# THE EXERCISE
Rewrite the rows from the line containing "Running a dermatology lesion detector. Mark the stage" through the line containing "[523,458,553,502]", substituting "navy shirt" for "blue shirt" and leaving everything else unchanged.

# RECORDS
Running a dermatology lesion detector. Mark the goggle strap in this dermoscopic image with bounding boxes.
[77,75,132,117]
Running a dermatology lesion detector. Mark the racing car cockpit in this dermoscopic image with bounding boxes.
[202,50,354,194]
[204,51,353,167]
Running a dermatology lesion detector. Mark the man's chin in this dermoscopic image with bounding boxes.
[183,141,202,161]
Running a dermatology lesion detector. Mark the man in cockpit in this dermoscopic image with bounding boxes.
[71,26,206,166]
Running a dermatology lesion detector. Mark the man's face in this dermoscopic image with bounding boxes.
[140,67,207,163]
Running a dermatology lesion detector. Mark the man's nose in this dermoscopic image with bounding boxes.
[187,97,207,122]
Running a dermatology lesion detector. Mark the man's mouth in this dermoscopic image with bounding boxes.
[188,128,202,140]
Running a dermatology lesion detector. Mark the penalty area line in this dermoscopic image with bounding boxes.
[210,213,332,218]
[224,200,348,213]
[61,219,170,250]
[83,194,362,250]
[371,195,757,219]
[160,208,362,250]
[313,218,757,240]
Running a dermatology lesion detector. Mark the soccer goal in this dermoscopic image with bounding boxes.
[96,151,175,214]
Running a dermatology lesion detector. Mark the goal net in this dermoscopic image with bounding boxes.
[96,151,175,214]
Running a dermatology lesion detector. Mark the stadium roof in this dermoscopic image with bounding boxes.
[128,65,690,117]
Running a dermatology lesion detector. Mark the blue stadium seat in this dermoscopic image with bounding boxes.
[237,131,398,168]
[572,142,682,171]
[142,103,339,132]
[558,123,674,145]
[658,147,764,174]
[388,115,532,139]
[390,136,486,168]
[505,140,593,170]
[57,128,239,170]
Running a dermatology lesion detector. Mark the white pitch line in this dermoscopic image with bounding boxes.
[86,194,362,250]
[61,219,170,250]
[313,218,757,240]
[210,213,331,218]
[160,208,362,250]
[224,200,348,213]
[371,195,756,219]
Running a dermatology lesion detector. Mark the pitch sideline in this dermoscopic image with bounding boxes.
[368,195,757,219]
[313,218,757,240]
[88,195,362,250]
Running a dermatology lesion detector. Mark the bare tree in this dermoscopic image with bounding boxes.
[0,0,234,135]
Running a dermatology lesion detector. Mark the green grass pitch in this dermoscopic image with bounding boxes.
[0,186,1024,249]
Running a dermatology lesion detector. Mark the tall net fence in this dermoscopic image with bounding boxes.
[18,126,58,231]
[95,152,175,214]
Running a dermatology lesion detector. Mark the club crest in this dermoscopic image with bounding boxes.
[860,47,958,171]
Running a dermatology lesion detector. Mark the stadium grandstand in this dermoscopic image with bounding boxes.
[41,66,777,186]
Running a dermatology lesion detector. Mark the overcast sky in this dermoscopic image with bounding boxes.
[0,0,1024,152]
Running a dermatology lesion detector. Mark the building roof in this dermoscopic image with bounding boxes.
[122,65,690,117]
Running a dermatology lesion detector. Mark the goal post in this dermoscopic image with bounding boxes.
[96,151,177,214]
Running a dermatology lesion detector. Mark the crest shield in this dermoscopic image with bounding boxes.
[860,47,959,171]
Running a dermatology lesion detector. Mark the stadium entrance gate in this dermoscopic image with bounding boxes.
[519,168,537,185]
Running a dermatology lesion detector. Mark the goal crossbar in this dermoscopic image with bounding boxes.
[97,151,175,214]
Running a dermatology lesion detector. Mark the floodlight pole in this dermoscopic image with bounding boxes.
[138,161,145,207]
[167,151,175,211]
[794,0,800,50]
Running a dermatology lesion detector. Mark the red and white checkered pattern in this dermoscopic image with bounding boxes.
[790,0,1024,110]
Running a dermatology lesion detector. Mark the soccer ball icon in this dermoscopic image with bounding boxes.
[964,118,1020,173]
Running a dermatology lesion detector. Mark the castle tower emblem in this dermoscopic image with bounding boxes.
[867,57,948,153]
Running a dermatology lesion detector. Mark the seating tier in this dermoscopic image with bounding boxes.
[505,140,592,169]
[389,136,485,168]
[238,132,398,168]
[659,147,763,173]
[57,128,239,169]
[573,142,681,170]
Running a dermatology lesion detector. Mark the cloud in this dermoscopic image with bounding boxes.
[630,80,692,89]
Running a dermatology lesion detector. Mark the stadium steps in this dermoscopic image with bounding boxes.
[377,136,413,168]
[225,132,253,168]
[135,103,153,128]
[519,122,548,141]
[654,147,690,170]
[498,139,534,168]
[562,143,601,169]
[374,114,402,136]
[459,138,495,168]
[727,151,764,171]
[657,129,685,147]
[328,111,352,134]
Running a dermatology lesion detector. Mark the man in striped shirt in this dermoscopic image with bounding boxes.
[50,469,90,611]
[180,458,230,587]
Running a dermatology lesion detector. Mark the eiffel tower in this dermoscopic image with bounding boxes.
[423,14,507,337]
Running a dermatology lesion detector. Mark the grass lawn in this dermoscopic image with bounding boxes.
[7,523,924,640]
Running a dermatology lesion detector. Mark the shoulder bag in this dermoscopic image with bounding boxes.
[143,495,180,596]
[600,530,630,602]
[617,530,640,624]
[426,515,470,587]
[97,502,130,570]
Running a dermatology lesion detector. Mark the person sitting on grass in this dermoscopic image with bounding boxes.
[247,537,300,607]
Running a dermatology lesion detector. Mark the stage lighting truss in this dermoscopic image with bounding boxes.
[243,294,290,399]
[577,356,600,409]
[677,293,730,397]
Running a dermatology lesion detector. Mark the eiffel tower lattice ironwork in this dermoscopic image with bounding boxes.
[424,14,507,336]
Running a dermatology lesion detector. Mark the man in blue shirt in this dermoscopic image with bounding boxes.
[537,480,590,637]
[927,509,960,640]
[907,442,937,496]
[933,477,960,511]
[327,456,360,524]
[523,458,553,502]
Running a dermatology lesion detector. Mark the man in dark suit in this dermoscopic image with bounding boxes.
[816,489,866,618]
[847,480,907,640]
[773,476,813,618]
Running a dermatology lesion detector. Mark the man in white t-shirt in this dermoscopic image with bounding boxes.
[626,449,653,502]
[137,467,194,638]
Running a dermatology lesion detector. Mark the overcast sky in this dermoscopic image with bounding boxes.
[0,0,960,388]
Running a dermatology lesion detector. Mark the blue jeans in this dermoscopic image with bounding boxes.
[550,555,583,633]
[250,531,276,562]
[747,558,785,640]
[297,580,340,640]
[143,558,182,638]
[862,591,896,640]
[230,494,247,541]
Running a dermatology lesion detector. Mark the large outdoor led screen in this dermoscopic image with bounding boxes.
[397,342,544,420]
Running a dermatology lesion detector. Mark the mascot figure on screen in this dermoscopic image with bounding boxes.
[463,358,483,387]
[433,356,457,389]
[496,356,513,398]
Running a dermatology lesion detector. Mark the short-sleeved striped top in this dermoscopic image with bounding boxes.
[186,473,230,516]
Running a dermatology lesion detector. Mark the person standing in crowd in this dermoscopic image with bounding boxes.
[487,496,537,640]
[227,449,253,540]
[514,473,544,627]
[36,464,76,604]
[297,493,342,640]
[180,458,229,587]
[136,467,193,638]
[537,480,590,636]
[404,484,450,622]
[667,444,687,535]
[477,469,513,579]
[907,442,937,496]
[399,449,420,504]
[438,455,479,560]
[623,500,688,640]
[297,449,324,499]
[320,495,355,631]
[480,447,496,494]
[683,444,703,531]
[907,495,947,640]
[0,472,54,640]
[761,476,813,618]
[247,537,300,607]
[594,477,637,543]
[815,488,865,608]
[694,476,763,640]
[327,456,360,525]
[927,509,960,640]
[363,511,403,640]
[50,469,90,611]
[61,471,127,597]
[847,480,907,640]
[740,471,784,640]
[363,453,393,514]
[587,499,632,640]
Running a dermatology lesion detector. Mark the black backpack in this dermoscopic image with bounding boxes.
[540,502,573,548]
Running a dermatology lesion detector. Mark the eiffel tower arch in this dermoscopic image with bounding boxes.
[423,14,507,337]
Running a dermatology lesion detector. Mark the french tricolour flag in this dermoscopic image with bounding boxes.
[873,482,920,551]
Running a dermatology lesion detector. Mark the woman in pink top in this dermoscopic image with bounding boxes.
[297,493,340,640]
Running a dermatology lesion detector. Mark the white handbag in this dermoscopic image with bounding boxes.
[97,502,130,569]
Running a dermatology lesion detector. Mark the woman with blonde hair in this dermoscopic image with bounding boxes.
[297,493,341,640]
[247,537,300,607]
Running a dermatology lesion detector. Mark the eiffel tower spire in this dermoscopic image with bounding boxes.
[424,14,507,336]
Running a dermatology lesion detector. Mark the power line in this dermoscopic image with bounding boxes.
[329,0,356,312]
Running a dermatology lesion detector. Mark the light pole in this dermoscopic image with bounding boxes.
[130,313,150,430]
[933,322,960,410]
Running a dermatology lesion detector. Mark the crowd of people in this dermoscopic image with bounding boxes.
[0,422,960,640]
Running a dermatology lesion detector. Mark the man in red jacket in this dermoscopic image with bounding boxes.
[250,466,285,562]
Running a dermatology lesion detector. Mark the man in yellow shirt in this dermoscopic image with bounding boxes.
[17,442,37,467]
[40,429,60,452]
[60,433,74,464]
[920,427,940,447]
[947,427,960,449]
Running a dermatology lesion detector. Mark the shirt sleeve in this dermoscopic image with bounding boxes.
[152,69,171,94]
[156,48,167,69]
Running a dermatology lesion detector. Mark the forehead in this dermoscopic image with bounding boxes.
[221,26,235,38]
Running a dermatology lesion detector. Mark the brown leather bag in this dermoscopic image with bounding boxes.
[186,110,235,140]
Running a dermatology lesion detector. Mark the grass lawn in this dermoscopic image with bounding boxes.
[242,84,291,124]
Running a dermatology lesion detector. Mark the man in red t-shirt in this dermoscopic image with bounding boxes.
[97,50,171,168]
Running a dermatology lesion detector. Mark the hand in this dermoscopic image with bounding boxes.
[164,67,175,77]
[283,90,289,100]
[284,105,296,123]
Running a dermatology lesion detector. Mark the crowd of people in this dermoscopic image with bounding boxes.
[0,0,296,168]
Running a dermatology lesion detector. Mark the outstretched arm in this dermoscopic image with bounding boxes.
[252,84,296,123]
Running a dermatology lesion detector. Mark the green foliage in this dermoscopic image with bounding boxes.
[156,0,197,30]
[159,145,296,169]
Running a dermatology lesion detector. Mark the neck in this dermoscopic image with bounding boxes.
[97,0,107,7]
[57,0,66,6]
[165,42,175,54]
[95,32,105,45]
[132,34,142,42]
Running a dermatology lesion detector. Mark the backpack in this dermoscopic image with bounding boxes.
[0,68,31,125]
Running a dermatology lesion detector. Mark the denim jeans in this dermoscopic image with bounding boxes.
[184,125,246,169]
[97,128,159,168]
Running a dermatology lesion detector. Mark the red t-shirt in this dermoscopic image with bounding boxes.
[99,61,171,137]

# REPLY
Running a dermatology lesion detector. Mark the stage lighting truss in this dermoscopic image with bounding boxes.
[243,294,290,399]
[577,356,600,409]
[677,293,730,397]
Running a dermatology lesion detector. Mark the eiffel tower lattice ironwork in this dermoscopic image with bounding boxes.
[424,14,507,336]
Running a dermatology lesion detector. Mark the man in navy shirt in this dermoscopic image with bounding boxes.
[537,480,590,637]
[927,509,960,640]
[907,442,937,496]
[933,477,960,511]
[327,456,360,524]
[523,458,553,502]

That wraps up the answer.